Exercise: Recast the lines from the one containing "Carefully inspect this image for every instance of the green" through the end of the records as a JSON list of strings, one string per line, leaving out blank lines.
+++
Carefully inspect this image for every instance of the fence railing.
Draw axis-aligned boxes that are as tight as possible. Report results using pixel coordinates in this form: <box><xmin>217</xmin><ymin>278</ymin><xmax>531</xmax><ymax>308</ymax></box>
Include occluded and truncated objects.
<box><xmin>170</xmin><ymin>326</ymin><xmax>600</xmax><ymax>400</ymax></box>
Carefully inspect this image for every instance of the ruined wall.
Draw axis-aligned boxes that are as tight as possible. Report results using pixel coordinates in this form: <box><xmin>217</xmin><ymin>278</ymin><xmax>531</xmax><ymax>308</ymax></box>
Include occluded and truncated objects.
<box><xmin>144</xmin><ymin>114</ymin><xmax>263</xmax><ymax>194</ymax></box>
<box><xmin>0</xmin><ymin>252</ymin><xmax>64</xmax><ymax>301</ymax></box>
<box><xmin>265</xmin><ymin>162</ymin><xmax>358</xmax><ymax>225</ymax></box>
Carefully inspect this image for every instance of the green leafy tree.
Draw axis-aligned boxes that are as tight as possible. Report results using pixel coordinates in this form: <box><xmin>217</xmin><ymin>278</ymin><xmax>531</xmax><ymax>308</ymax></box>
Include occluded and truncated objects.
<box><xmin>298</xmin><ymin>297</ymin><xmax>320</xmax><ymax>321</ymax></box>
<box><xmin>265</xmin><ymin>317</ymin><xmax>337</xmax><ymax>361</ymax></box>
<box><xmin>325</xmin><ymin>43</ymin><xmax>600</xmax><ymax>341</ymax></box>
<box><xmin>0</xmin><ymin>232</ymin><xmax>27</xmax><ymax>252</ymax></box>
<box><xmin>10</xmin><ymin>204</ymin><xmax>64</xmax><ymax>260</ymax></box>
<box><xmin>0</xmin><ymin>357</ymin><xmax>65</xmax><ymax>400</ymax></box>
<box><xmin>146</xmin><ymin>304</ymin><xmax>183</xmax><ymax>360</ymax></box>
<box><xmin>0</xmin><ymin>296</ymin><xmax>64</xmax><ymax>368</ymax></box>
+++
Output:
[
  "Carefully inspect this image for every instance of the green leafy tree.",
  "Draw axis-aligned boxes that are as tight as possible. Report results using pixel coordinates in this form: <box><xmin>217</xmin><ymin>278</ymin><xmax>531</xmax><ymax>308</ymax></box>",
  "Include occluded and truncated objects.",
  "<box><xmin>298</xmin><ymin>297</ymin><xmax>320</xmax><ymax>321</ymax></box>",
  "<box><xmin>265</xmin><ymin>317</ymin><xmax>337</xmax><ymax>361</ymax></box>",
  "<box><xmin>325</xmin><ymin>43</ymin><xmax>600</xmax><ymax>341</ymax></box>",
  "<box><xmin>0</xmin><ymin>232</ymin><xmax>27</xmax><ymax>252</ymax></box>",
  "<box><xmin>10</xmin><ymin>204</ymin><xmax>64</xmax><ymax>260</ymax></box>",
  "<box><xmin>0</xmin><ymin>357</ymin><xmax>65</xmax><ymax>400</ymax></box>",
  "<box><xmin>146</xmin><ymin>304</ymin><xmax>183</xmax><ymax>360</ymax></box>",
  "<box><xmin>0</xmin><ymin>296</ymin><xmax>64</xmax><ymax>368</ymax></box>"
]